Stored items:
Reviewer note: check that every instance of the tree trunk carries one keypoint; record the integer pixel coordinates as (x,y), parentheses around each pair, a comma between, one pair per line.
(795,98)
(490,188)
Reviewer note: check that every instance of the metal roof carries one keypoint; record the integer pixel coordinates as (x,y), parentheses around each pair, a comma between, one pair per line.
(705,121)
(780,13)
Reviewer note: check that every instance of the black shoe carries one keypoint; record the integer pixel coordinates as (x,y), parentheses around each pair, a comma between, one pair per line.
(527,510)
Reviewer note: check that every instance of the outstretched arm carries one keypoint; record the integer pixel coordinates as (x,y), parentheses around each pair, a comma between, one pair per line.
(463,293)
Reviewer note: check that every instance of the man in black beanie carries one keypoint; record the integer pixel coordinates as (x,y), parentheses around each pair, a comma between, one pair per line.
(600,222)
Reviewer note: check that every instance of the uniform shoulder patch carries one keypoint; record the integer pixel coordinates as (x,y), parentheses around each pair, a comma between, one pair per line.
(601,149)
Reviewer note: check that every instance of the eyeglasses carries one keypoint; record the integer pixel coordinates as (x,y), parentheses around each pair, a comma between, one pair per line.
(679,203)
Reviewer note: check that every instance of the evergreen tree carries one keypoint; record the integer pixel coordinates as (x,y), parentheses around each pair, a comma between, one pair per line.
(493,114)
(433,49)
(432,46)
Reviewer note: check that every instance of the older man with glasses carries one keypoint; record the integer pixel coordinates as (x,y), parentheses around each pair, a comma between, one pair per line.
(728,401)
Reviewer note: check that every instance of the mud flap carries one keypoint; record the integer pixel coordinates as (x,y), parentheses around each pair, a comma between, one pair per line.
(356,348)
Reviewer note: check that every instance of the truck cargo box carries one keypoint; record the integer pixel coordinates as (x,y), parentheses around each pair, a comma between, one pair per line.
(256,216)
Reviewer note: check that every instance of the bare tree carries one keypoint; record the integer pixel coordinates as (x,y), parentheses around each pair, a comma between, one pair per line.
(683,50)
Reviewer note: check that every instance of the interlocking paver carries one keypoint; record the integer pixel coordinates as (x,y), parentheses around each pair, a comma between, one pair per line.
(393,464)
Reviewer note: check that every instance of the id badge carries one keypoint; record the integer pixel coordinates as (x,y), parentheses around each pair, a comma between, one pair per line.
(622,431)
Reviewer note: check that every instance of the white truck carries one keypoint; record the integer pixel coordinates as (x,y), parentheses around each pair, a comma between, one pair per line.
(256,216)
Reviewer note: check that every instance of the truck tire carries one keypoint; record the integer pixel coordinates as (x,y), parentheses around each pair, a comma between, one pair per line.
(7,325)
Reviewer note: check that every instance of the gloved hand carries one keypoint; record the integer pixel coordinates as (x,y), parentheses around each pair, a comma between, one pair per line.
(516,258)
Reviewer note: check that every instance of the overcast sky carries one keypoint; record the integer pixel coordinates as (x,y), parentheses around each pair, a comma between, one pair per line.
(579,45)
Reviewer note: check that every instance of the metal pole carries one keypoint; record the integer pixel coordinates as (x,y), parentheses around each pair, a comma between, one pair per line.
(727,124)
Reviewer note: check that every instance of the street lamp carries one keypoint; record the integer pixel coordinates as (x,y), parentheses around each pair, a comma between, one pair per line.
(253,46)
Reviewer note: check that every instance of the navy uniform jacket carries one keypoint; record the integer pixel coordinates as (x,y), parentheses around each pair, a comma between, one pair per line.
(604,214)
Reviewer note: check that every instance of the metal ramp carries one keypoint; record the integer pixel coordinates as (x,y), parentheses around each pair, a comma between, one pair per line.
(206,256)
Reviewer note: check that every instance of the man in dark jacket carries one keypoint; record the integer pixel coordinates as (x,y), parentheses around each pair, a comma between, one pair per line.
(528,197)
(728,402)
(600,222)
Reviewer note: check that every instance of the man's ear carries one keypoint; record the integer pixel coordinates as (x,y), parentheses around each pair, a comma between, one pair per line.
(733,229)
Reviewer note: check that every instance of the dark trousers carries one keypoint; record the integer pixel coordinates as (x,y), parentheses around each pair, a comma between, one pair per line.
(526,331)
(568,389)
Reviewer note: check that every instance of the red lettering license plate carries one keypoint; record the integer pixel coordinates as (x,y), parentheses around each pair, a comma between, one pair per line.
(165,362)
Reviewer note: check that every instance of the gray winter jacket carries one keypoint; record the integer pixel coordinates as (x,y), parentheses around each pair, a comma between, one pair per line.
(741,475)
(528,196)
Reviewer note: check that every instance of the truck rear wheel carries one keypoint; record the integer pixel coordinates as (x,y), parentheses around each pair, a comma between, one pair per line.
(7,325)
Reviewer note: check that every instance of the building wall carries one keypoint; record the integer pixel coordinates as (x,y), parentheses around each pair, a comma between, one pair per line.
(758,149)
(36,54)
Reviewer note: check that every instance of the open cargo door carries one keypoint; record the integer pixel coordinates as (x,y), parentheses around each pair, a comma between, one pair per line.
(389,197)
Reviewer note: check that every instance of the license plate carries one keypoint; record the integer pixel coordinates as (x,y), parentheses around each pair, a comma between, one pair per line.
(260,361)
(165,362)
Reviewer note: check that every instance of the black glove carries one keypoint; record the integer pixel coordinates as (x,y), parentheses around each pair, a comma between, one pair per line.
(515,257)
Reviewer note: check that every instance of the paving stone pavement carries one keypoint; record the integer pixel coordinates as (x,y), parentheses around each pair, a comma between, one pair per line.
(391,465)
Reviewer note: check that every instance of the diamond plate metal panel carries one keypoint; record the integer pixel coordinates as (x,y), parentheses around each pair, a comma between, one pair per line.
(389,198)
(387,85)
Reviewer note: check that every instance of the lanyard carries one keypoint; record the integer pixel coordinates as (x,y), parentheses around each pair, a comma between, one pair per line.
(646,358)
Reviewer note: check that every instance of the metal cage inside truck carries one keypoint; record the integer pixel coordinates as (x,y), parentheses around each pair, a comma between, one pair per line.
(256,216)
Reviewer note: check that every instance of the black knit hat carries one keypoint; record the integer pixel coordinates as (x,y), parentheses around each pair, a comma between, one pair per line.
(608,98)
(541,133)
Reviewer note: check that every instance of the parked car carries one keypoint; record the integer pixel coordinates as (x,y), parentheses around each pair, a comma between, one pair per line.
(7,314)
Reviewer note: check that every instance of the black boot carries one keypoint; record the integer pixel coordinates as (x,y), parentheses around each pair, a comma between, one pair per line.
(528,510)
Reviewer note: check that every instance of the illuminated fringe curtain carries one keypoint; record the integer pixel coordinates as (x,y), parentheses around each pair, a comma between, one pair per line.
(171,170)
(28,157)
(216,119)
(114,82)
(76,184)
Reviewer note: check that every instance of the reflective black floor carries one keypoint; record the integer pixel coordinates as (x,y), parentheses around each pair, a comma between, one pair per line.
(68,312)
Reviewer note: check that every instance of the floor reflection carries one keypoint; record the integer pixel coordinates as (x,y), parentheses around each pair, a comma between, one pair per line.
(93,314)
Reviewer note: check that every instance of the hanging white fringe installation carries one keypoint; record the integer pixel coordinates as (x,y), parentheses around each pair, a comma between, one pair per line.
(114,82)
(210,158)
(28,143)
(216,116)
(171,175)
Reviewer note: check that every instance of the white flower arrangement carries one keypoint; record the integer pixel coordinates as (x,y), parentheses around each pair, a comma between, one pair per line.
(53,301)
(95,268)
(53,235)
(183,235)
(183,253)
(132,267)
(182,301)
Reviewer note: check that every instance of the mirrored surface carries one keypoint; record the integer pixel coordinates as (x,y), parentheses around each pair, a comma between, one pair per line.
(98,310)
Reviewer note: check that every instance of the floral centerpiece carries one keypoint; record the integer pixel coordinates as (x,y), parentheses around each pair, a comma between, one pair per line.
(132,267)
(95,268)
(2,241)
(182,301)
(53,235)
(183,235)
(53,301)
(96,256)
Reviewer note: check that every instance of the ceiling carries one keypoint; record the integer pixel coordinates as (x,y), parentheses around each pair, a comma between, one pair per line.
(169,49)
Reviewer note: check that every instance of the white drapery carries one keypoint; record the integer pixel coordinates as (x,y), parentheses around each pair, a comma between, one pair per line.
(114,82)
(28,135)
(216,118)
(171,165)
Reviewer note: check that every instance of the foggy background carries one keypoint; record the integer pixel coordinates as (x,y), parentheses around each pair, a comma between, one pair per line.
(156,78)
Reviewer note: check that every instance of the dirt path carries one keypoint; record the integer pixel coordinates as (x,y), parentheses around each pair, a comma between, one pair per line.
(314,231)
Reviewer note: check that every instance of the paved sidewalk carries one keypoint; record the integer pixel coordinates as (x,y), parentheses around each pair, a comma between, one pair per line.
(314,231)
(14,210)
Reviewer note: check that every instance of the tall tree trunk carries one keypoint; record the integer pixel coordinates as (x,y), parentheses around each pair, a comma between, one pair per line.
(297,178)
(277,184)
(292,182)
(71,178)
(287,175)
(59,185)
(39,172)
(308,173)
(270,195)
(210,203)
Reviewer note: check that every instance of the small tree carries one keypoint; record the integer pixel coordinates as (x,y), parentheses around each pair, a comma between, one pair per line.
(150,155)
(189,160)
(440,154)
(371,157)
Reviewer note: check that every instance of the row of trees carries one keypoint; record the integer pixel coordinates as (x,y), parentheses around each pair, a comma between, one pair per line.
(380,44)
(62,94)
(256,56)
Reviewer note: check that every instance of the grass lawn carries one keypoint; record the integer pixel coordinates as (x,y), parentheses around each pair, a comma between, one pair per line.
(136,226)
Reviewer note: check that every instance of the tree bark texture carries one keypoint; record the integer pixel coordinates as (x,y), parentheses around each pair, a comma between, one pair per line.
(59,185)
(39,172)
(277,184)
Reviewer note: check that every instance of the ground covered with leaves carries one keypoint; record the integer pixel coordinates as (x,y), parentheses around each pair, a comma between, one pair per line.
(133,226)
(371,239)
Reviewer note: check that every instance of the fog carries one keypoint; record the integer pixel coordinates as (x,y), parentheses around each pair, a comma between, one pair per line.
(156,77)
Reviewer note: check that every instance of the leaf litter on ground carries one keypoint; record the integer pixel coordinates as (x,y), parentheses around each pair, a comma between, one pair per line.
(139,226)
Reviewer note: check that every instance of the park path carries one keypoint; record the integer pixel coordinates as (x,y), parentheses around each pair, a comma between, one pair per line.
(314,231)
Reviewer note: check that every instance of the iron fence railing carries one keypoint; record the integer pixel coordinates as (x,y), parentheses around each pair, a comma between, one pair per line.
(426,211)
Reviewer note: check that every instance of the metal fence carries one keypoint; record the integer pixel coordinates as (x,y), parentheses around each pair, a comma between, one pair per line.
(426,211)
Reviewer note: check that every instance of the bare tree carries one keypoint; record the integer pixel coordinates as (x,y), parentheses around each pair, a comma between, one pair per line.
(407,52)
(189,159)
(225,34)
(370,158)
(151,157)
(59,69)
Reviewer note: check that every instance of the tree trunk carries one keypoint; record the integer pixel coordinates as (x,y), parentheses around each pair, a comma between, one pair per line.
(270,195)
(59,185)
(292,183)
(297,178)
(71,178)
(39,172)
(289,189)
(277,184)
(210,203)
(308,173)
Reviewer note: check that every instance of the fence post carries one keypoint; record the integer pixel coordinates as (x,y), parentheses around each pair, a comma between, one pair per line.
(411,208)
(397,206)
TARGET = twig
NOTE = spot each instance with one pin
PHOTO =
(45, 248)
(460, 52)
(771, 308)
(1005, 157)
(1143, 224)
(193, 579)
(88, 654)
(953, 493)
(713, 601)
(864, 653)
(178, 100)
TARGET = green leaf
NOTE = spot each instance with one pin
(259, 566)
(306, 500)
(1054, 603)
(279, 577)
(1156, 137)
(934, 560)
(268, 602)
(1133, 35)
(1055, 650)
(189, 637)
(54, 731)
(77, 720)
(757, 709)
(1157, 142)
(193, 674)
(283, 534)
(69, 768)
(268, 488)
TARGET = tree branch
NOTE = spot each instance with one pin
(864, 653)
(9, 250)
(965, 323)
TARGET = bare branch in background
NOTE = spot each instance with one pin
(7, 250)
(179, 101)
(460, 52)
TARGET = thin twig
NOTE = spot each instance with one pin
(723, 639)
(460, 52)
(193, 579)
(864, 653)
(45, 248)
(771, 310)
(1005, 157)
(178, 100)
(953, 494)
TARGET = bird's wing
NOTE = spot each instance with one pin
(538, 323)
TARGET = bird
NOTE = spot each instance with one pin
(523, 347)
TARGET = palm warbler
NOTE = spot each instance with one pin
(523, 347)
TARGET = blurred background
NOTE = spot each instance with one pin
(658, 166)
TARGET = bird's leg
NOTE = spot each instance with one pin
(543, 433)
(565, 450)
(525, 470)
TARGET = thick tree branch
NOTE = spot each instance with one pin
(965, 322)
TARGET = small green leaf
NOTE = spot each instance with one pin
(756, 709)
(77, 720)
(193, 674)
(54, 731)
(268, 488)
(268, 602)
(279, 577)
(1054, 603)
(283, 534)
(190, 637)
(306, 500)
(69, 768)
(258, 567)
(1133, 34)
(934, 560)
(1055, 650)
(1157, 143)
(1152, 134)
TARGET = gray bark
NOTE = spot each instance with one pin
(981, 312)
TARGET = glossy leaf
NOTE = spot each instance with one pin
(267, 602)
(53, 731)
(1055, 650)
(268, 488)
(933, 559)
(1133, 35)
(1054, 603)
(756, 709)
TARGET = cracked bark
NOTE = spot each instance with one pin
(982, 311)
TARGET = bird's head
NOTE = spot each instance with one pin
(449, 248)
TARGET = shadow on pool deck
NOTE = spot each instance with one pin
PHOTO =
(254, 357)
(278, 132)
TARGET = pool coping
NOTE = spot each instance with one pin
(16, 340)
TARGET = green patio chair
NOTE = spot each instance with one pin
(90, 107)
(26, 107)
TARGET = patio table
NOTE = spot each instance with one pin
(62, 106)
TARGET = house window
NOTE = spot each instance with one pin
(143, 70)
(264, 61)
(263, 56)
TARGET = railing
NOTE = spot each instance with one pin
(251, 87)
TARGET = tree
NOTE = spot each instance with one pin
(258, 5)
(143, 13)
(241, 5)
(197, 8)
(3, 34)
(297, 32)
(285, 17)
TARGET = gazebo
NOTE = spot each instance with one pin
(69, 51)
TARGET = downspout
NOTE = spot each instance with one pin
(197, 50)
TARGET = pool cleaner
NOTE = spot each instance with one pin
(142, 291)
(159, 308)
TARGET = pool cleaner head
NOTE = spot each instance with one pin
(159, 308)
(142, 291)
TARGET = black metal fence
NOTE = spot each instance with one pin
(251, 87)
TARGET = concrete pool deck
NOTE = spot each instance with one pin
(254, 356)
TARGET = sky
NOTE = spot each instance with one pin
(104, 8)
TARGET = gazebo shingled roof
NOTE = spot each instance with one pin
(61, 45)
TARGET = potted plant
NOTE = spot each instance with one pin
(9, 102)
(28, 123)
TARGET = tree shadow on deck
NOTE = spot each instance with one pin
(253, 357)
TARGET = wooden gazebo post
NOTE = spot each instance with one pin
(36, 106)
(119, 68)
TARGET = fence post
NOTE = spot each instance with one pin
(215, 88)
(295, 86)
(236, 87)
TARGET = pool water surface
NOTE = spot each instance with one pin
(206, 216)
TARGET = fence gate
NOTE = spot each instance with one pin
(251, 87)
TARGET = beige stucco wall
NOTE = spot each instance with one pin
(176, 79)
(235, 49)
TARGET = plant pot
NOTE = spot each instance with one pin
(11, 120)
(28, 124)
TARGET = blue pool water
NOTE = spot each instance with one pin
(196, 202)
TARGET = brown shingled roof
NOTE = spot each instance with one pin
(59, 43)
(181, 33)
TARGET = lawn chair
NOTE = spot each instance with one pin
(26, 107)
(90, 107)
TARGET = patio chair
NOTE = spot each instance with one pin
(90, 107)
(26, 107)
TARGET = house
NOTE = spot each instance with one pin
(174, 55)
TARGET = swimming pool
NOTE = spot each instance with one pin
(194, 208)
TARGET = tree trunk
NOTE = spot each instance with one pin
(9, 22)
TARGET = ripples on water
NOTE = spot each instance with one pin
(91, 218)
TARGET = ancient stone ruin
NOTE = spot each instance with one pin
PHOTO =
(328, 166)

What the exercise asks: For the word "branch", say how many lines of the records above contain it. Reply with the number alone.

Answer: 3